Dataset items:
···
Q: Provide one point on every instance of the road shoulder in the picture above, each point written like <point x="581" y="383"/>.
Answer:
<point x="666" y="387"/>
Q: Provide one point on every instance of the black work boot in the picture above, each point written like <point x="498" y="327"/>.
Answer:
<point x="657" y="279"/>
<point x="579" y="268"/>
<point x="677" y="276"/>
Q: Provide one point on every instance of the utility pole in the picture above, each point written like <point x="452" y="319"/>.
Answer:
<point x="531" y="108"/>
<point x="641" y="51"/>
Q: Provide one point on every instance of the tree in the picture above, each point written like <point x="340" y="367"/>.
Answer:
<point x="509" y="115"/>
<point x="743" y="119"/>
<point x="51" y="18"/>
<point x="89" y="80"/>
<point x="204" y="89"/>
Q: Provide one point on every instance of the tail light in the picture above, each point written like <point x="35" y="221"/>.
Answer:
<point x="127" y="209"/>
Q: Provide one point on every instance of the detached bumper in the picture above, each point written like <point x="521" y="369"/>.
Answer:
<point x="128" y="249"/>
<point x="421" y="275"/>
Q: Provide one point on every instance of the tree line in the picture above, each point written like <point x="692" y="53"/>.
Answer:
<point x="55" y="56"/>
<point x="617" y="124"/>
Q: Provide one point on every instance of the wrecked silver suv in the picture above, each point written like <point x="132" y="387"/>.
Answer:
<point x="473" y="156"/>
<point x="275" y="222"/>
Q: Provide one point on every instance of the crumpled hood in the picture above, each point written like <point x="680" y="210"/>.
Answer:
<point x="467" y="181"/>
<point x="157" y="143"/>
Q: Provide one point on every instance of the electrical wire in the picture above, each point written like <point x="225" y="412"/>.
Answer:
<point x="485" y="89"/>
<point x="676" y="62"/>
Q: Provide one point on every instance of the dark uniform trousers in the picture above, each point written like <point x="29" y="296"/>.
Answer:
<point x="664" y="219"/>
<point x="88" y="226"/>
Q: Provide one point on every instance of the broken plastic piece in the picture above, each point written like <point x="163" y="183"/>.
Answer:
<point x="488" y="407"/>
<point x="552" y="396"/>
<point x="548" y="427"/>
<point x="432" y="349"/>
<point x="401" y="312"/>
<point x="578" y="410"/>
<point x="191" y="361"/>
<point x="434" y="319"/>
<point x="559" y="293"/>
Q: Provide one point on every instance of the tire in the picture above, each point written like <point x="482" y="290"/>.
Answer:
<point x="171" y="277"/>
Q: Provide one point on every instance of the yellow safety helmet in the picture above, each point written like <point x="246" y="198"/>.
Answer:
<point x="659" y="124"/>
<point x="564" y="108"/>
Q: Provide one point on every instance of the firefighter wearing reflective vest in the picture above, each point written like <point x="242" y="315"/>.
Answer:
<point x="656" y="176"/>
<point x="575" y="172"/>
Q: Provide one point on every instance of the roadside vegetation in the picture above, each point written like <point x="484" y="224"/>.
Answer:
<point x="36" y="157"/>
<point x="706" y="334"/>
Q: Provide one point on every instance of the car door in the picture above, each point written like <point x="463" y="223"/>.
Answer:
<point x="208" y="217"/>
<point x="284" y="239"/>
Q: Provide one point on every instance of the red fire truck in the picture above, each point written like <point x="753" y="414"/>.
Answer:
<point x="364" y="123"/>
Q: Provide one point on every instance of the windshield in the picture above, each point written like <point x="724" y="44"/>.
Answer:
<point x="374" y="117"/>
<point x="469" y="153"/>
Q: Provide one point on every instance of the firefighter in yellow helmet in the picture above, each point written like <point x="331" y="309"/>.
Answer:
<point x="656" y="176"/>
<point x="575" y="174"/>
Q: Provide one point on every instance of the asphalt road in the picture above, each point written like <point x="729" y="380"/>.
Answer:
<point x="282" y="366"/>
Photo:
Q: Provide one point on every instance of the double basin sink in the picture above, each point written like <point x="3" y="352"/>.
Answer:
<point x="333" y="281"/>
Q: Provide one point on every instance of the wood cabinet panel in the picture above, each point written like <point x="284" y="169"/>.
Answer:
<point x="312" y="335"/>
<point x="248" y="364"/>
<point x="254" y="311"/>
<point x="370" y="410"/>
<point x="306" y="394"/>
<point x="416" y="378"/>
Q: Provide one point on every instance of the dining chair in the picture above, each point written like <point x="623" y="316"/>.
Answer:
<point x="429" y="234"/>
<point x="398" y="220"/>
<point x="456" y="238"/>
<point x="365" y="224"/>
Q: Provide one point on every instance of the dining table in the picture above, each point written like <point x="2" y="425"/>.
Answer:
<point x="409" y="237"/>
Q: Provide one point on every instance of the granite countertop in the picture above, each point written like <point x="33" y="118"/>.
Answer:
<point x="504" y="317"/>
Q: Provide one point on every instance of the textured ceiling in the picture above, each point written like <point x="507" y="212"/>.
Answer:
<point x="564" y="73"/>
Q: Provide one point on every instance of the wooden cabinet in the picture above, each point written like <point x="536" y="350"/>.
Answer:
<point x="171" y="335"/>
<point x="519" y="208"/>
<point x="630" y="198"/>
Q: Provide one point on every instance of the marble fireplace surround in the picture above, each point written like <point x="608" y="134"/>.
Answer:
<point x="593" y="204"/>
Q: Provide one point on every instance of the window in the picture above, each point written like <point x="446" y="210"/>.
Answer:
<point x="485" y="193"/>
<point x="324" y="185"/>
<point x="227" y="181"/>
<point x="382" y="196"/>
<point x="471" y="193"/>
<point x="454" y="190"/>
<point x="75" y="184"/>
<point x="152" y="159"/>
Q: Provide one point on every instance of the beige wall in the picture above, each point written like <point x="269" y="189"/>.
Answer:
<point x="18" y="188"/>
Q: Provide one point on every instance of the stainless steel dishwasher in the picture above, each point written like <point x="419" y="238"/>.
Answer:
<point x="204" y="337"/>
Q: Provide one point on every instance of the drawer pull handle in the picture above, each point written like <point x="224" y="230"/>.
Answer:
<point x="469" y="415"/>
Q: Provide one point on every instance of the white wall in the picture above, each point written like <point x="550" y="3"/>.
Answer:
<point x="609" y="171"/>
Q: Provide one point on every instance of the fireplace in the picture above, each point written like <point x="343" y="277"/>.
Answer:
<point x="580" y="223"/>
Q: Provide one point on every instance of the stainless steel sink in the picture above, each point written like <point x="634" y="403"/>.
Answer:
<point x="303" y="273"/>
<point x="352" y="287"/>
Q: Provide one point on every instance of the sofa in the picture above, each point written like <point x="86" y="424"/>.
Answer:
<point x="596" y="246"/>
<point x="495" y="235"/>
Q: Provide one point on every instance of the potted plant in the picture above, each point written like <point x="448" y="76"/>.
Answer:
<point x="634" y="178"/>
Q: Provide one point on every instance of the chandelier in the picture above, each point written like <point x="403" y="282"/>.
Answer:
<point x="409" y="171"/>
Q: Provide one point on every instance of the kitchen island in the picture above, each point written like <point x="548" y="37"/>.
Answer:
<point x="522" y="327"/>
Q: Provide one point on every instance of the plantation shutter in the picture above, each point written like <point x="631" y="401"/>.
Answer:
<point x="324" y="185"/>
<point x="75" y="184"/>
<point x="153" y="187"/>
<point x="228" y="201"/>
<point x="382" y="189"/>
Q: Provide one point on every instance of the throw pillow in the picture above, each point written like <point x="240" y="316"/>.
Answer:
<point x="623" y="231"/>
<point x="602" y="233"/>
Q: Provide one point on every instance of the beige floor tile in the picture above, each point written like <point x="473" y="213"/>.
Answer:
···
WRITTEN PROBLEM: Copy the items from the line with "Q: Provide one point on every instance of the plantation" through the end of the items, replacing "throw pillow" with "cushion" and keeping everything else the same.

ANSWER TO THE TASK:
Q: Provide one point on every instance of the plantation shutter in the picture above, each point written like <point x="631" y="401"/>.
Answer:
<point x="324" y="185"/>
<point x="75" y="184"/>
<point x="153" y="187"/>
<point x="228" y="201"/>
<point x="382" y="189"/>
Q: Provide one point on every instance of the cushion in the picture above, each point written like <point x="240" y="316"/>.
Answer:
<point x="623" y="231"/>
<point x="602" y="233"/>
Q: Provide one point on every instance of the beige floor tile in the picture above, each point written like <point x="473" y="213"/>.
Answer:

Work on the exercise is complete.